* _Instruction_: The records below are to be copied word for word, with every picture left out.
— START OF Records for processing —
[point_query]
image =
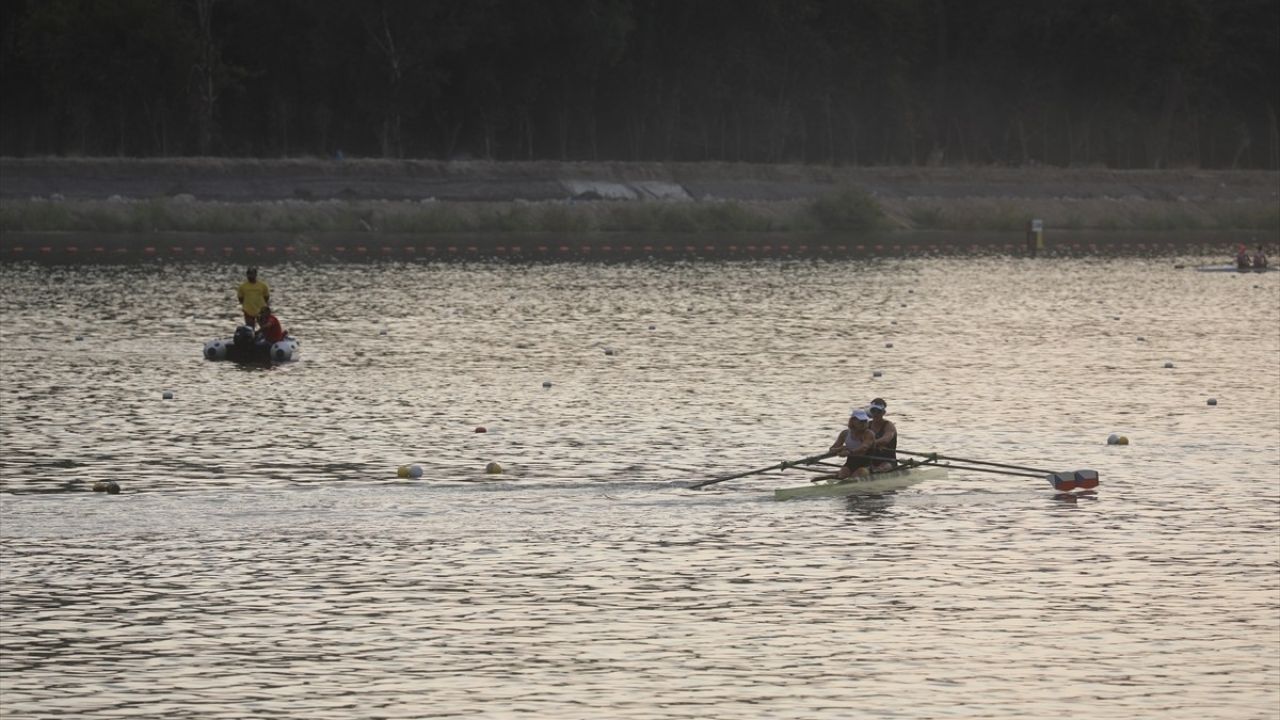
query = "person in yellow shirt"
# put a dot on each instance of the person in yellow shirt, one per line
(254, 295)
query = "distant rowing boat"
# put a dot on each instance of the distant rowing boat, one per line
(1233, 268)
(872, 484)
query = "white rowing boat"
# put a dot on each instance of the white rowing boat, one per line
(876, 483)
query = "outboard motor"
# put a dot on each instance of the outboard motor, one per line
(243, 338)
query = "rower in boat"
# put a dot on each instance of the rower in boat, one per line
(885, 450)
(1242, 259)
(854, 443)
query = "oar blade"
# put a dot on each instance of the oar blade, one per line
(1064, 482)
(1087, 479)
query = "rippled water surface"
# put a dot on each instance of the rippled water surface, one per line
(263, 559)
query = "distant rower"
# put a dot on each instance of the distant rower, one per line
(886, 437)
(854, 445)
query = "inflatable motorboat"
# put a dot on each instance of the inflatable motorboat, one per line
(245, 349)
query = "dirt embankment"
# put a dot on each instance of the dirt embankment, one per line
(234, 180)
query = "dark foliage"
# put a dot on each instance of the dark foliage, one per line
(1125, 83)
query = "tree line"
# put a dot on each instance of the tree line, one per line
(1123, 83)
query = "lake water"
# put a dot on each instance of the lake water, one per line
(263, 557)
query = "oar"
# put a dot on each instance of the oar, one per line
(782, 465)
(935, 455)
(1064, 481)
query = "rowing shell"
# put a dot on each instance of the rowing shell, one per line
(872, 484)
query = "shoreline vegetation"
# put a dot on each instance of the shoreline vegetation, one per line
(210, 195)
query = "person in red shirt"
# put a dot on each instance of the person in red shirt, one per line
(269, 329)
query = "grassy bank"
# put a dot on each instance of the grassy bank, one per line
(841, 210)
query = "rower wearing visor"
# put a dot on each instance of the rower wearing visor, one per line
(885, 450)
(854, 443)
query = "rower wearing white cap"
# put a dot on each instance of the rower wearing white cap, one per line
(854, 445)
(886, 437)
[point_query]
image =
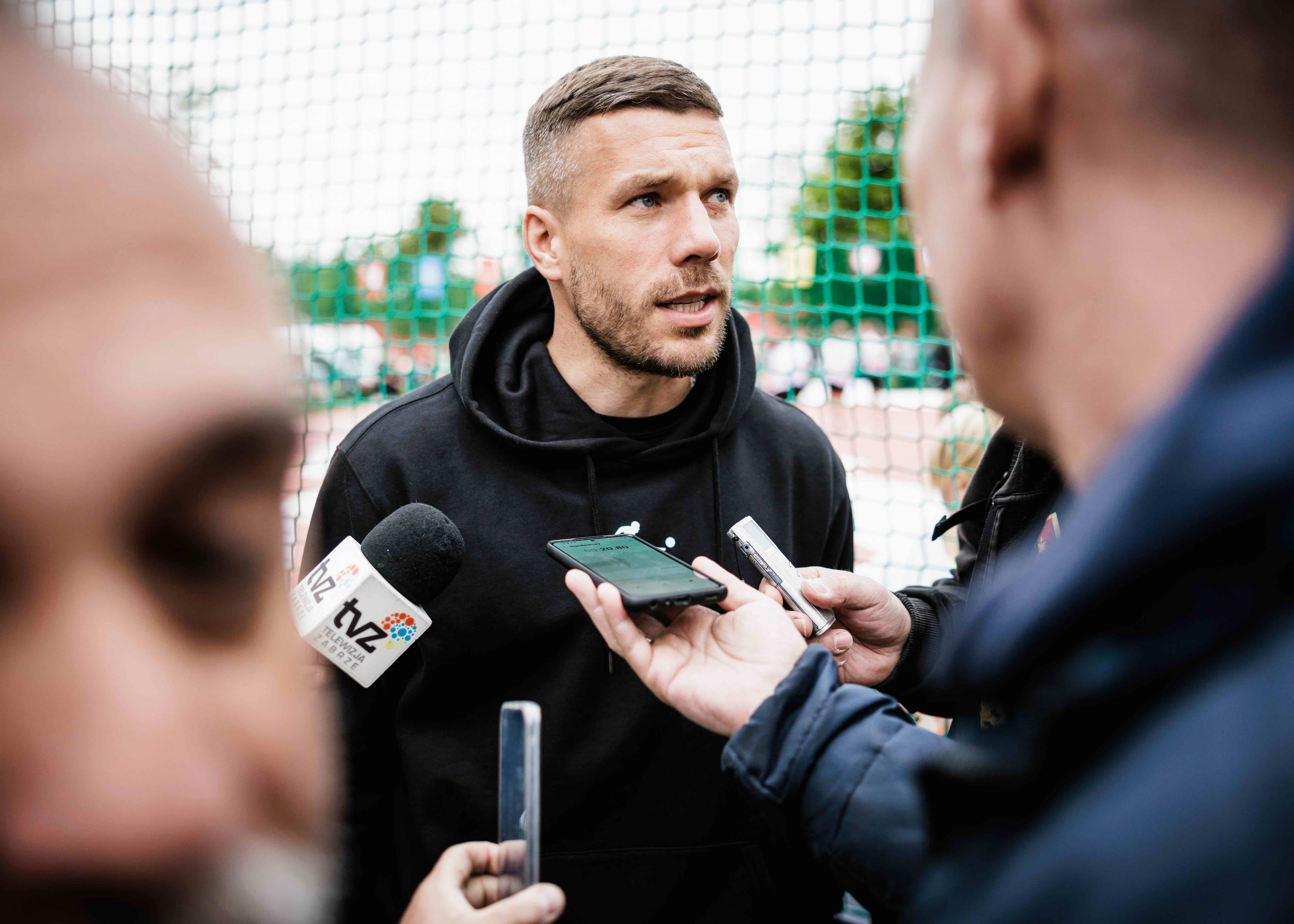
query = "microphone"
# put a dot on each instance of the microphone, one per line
(365, 602)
— END OF Records for processing —
* _Response to this task_:
[point_query]
image =
query = "person in yellow shirt"
# put a dot on each instance of the person in yellow shirt, one per line
(254, 295)
query = "distant rowing boat"
# put a dot on each instance of the distant rowing boat, one per line
(1233, 268)
(872, 484)
query = "white rowing boat"
# put a dot on each instance of the white rowing boat, one per line
(876, 483)
query = "outboard motor"
# put a dot on each instance of the outboard motor, one per line
(243, 338)
query = "rower in boat"
# put a dot on each instance of the rower in boat, one per line
(885, 450)
(1242, 259)
(854, 443)
query = "oar blade"
# put a dot on each instance of the oar blade, one per line
(1064, 482)
(1087, 479)
query = "rippled water surface"
# put a dot on each instance of the rippled water surface, one per line
(263, 559)
query = "distant rower"
# put a dot on each instance of the distant rower, one per line
(886, 437)
(854, 445)
query = "inflatable motorboat"
# put a dot on each instance of the inflatable motorboat, one per line
(245, 349)
query = "dirt embankment"
# put a dot on each instance of the dirt embankment, one per line
(234, 180)
query = "dark foliage"
# put a dot on each instance of the dark foliage, one per line
(1125, 83)
query = "tree line"
# put a dot on each instance of the tree line, one per line
(1123, 83)
query = "lake water"
# put a dot on each instance of the lake water, one per line
(263, 557)
query = "oar"
# put a dot on each instance of the oar, one per line
(782, 465)
(935, 455)
(1064, 481)
query = "rowing shell"
# put a dot on each instance of the rowing shell, one per line
(872, 484)
query = "shoreline vegetation"
# put a dot on each instance of the shoreline vegetation, one per line
(210, 195)
query = "person in red shirt"
# put a dot on each instance of the person in red shirt, one per line
(269, 329)
query = "grassy bank"
# put a dot on each instance of the grassy bank, one per line
(841, 210)
query = "rower wearing visor"
# put a dot on each instance of the rower wearing visor, one per line
(885, 450)
(854, 443)
query = "rower wearing white cap"
# put a dot on each instance of the rower wearing white cap, one per line
(854, 445)
(886, 437)
[point_query]
image =
query = "microphone"
# put a dot on each instance of the microphone, one per line
(365, 602)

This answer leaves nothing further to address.